## [WHAT YOU WILL DO]
Below are some records; output exactly the lines from the line with "Exercise. Annotate the ônibus" to the line with "Target: bus passenger window", both ends kept, and nothing more.

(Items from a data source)
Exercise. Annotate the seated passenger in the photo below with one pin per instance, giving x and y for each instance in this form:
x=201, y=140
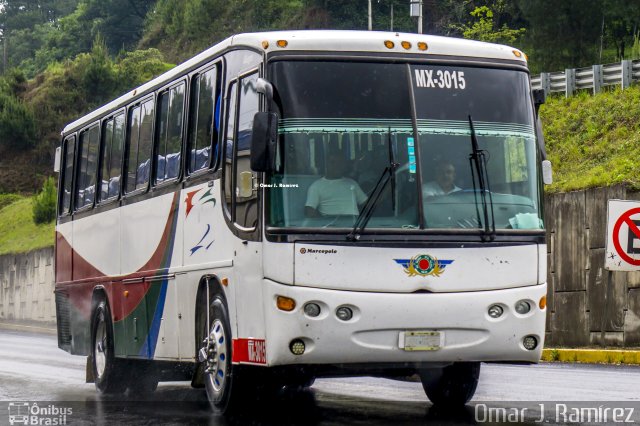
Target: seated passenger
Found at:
x=334, y=194
x=444, y=183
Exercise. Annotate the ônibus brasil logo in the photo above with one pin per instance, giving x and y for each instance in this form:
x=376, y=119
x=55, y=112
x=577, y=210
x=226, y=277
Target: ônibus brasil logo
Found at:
x=25, y=413
x=423, y=265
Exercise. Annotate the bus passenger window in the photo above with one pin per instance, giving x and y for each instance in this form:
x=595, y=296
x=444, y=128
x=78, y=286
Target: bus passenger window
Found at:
x=86, y=181
x=140, y=143
x=204, y=121
x=132, y=157
x=113, y=140
x=246, y=206
x=169, y=141
x=70, y=148
x=145, y=144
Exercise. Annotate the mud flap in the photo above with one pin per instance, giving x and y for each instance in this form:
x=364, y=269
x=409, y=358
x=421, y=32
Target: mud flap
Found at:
x=89, y=378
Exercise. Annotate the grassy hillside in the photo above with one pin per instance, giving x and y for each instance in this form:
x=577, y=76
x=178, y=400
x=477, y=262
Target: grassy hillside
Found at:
x=18, y=233
x=593, y=140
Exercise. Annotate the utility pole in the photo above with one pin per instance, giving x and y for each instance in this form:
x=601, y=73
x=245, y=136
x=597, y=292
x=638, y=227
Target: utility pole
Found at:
x=416, y=10
x=391, y=29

## [EXPECTED OUTPUT]
Exercise. Annotate the ônibus brasil logo in the photo above with one pin per instance, giving x and y for each instance in this form:
x=376, y=119
x=55, y=112
x=577, y=210
x=226, y=277
Target: ônibus brasil logo
Found at:
x=25, y=413
x=423, y=265
Exercise. Annotate the bus passenger window in the photo above with one pin per instance, giving x and y for each instance in this form:
x=595, y=296
x=444, y=128
x=78, y=286
Target: bus passenger window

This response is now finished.